>> Start
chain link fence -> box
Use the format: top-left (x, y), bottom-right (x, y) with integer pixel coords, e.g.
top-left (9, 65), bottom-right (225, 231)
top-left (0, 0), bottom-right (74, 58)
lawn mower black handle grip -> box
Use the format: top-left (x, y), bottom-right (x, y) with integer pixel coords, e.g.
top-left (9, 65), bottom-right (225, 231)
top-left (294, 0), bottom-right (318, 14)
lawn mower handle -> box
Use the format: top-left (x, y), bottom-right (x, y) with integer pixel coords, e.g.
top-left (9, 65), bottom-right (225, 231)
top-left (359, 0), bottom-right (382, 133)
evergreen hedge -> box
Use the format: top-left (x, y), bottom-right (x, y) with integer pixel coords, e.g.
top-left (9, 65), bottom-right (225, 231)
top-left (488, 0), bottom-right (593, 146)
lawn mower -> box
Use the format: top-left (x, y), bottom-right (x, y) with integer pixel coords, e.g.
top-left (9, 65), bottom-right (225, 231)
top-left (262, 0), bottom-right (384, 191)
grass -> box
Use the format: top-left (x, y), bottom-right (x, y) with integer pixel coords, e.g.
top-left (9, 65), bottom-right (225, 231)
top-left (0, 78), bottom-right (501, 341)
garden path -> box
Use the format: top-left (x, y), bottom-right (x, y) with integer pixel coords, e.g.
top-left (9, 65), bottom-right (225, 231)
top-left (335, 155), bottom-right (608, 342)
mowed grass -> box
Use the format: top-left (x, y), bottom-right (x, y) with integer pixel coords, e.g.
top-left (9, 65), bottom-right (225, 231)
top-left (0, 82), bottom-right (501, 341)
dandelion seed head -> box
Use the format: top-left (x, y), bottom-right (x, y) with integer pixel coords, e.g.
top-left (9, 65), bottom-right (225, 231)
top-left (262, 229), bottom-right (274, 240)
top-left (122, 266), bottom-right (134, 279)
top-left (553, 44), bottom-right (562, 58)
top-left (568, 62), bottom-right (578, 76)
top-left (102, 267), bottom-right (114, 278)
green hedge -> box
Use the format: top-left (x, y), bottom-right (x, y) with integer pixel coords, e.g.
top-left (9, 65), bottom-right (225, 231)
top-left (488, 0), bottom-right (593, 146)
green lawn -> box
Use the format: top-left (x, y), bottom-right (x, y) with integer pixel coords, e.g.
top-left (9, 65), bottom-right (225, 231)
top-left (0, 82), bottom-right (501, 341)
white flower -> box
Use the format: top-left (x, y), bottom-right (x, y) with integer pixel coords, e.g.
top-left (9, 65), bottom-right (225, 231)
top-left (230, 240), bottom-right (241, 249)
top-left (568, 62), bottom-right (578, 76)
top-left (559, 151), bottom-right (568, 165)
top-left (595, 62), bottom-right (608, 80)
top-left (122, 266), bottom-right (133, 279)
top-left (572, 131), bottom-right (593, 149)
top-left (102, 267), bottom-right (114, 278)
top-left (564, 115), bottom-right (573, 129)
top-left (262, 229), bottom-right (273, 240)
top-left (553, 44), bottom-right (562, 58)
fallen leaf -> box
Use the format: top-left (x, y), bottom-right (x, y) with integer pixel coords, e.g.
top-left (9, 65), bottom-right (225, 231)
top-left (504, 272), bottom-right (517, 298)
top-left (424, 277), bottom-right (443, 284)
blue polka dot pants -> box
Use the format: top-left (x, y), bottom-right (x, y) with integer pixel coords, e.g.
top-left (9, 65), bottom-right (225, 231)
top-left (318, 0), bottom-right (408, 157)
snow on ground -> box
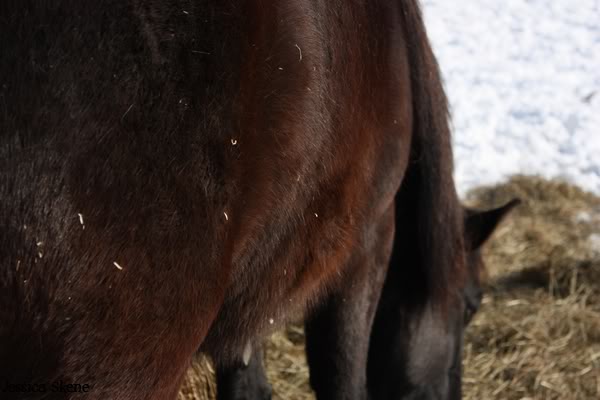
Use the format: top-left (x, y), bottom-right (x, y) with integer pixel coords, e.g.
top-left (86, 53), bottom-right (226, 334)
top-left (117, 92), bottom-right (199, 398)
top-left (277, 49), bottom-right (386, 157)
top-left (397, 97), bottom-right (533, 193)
top-left (423, 0), bottom-right (600, 194)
>> End
*Exercise description*
Reproduce every item above word for word, but leave out the picture.

*The output*
chain link fence -> box
Use the format: top-left (x, y), bottom-right (x, y) with integer pixel coords, e.g.
top-left (9, 65), bottom-right (225, 231)
top-left (0, 0), bottom-right (74, 58)
lawn mower black handle grip -> box
Use the format: top-left (x, y), bottom-right (x, y) with integer pixel coords, e.g.
top-left (9, 65), bottom-right (225, 231)
top-left (294, 0), bottom-right (318, 14)
lawn mower handle -> box
Use the format: top-left (x, y), bottom-right (x, y) with integer pixel coords, e.g.
top-left (9, 65), bottom-right (225, 231)
top-left (359, 0), bottom-right (382, 133)
evergreen hedge -> box
Use the format: top-left (x, y), bottom-right (x, y) with integer pixel coords, e.g.
top-left (9, 65), bottom-right (225, 231)
top-left (488, 0), bottom-right (593, 146)
lawn mower -> box
Use the format: top-left (x, y), bottom-right (x, y) with integer pixel coords, e.g.
top-left (9, 65), bottom-right (225, 231)
top-left (262, 0), bottom-right (384, 191)
grass -> box
Use the format: top-left (x, y), bottom-right (x, y) with integer pixel coords, e.g.
top-left (9, 65), bottom-right (225, 231)
top-left (0, 78), bottom-right (501, 341)
garden path -> box
Use the format: top-left (x, y), bottom-right (x, y) with integer pixel coords, e.g.
top-left (9, 65), bottom-right (225, 231)
top-left (335, 155), bottom-right (608, 342)
mowed grass -> box
Use the format: top-left (x, y), bottom-right (x, y) with integer pixel coords, e.g.
top-left (9, 65), bottom-right (225, 231)
top-left (0, 82), bottom-right (501, 341)
dandelion seed head -> box
Use the format: top-left (x, y), bottom-right (x, y) with integer pixel coords, e.g.
top-left (9, 65), bottom-right (225, 231)
top-left (262, 229), bottom-right (274, 240)
top-left (122, 266), bottom-right (134, 279)
top-left (553, 44), bottom-right (562, 58)
top-left (568, 62), bottom-right (578, 76)
top-left (102, 267), bottom-right (114, 278)
green hedge -> box
Use the format: top-left (x, y), bottom-right (x, y) with integer pixel coords, e.g.
top-left (9, 65), bottom-right (225, 231)
top-left (488, 0), bottom-right (593, 146)
green lawn -> box
Use the format: top-left (x, y), bottom-right (x, y) with integer pixel coords, e.g.
top-left (9, 65), bottom-right (225, 231)
top-left (0, 82), bottom-right (501, 341)
white flower -> box
Use the format: top-left (x, y), bottom-right (x, y) with integer pixel coords, e.g.
top-left (9, 65), bottom-right (225, 231)
top-left (230, 240), bottom-right (241, 249)
top-left (568, 62), bottom-right (578, 76)
top-left (559, 151), bottom-right (568, 165)
top-left (595, 62), bottom-right (608, 80)
top-left (122, 266), bottom-right (133, 279)
top-left (572, 131), bottom-right (593, 149)
top-left (102, 267), bottom-right (114, 278)
top-left (564, 115), bottom-right (573, 129)
top-left (262, 229), bottom-right (273, 240)
top-left (553, 44), bottom-right (562, 58)
fallen leaf -> box
Use the format: top-left (x, y), bottom-right (x, y) with integer pixel coords, e.g.
top-left (9, 65), bottom-right (225, 231)
top-left (504, 272), bottom-right (517, 298)
top-left (424, 277), bottom-right (443, 284)
blue polka dot pants -> box
Use the format: top-left (x, y), bottom-right (x, y) with integer pixel coords, e.g.
top-left (9, 65), bottom-right (225, 231)
top-left (318, 0), bottom-right (408, 157)
snow on ground -> box
Use the format: top-left (x, y), bottom-right (x, y) with integer pixel coords, e.g.
top-left (86, 53), bottom-right (226, 334)
top-left (117, 92), bottom-right (199, 398)
top-left (277, 49), bottom-right (386, 157)
top-left (397, 97), bottom-right (533, 193)
top-left (423, 0), bottom-right (600, 194)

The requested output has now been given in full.